QUOTED PASSAGE »
=== Begin Enclosure ===

Vaccines are usually given before we actually get infected, as a form of preventative medicine.

But cancer researchers are also developing vaccines that could be used as treatments after cancer has been found.

The idea is to teach the body's immune system to recognise the cancer cells and then kill them. There are several ways to do this.

Every cell in the body is surrounded by a cell membrane with proteins embedded in it.

Inside cells, there are proteins too.

Cancer cells make proteins found nowhere else in the body.

Think of them like a barcode.

The simplest type of cancer vaccine takes a single protein commonly found in one type of cancer and teaches the immune system to react to it.

The protein, or antigen, is injected into the body where an immune cell called a dendritic cell ingests it.

The dendritic cell then activates another class of immune cells called T-cells, and these attack the cancer.

This method is straightforward, and hospitals could have a supply of vaccines in the fridge for the most common types of cancer.

But in trials, these vaccines haven't always worked. So researchers are now trying to target patients' tumors more specifically.

As tumors grow, they mutate, which means they change.

The unique proteins that each patient's tumor acquires as it mutates are known as neoantigens.

And these neoantigens are being tested as the basis for personalized vaccines.

First, a sample of the patient's tumor is taken.

The tumor cells contain messenger RNA, which carries the genetic instructions for making proteins.

=== End Enclosure ===

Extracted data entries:

=== Begin Enclosure ===

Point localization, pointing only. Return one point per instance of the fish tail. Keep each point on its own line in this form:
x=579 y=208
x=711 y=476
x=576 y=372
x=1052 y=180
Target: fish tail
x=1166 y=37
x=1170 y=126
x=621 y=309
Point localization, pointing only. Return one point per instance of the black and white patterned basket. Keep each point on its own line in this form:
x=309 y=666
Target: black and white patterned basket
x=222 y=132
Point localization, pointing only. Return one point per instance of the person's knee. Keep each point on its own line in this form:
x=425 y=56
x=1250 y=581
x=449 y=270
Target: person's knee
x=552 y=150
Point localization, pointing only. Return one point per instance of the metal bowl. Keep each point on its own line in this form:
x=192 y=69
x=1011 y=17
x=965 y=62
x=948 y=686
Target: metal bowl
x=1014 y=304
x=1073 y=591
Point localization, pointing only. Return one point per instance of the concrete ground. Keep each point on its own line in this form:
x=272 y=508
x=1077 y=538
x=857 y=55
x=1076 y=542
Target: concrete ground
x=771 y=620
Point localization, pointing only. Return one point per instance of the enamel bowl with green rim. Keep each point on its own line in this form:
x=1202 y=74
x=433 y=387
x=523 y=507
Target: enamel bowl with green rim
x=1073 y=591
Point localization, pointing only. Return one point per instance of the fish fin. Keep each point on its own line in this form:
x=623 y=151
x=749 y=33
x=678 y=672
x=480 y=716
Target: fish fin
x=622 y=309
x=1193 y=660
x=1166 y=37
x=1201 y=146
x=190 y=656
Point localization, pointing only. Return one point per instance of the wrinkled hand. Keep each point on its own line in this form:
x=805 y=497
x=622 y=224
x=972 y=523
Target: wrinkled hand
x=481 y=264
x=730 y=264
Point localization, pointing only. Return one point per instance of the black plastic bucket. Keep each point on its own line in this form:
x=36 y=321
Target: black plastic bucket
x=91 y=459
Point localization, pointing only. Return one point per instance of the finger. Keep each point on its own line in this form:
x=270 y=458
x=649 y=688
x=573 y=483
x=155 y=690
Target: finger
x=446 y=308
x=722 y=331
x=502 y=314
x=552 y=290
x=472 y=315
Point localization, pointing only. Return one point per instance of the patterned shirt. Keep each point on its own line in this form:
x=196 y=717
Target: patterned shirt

=== End Enclosure ===

Repeat word for word the part of the cancer vaccine text starting with "As tumors grow, they" and going on through "for making proteins.".

EXERCISE RESULT »
As tumors grow, they mutate, which means they change.

The unique proteins that each patient's tumor acquires as it mutates are known as neoantigens.

And these neoantigens are being tested as the basis for personalized vaccines.

First, a sample of the patient's tumor is taken.

The tumor cells contain messenger RNA, which carries the genetic instructions for making proteins.